* Exercise details: Write each line out exactly, leaving none out.

* Listed records:
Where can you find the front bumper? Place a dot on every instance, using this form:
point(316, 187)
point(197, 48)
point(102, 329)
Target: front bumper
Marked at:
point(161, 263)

* Response below:
Where can you find the front bumper? Place a dot on every instance, using this form:
point(316, 187)
point(197, 48)
point(102, 329)
Target: front bumper
Marked at:
point(161, 263)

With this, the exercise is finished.